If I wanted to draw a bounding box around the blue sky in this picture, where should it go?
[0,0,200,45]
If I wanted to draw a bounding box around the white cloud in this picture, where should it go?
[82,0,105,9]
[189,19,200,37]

-------------------------

■ **WHAT YOU WILL DO**
Lay out every line of the records above as a Markdown table with the columns Row and Line, numbering the rows in order and leaving out blank lines.

■ **RESULT OF THIS EXERCISE**
| Row | Line |
|---|---|
| 1 | If I wanted to draw a bounding box around the blue sky in this picture, where should it go? |
| 2 | [0,0,200,45] |
| 3 | If I wanted to draw a bounding box around the white cloud in this picture, where should it go? |
| 4 | [82,0,105,9] |
| 5 | [189,19,200,37] |